- **YOUR TASK**: Among the lines below, which ones contain the word "reel"? Copy every such line.

- **SUPPLIED RECORDS**:
_ _ _

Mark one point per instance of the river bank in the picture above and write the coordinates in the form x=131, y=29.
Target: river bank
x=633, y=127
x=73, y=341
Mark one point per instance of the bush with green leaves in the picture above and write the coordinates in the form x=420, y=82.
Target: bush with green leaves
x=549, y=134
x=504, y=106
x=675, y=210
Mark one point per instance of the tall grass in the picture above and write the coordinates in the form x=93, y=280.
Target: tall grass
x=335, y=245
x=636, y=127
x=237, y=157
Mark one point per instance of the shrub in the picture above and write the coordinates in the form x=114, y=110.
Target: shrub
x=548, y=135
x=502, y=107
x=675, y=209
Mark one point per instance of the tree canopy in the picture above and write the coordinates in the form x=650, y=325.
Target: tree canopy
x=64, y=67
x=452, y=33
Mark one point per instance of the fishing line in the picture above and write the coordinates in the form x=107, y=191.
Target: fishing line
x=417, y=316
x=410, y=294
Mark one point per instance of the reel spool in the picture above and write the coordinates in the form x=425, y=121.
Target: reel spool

_ _ _

- **EXERCISE OUTPUT**:
Mark one point per instance of the reel spool in the picture above and write the coordinates in the form x=425, y=121.
Target: reel spool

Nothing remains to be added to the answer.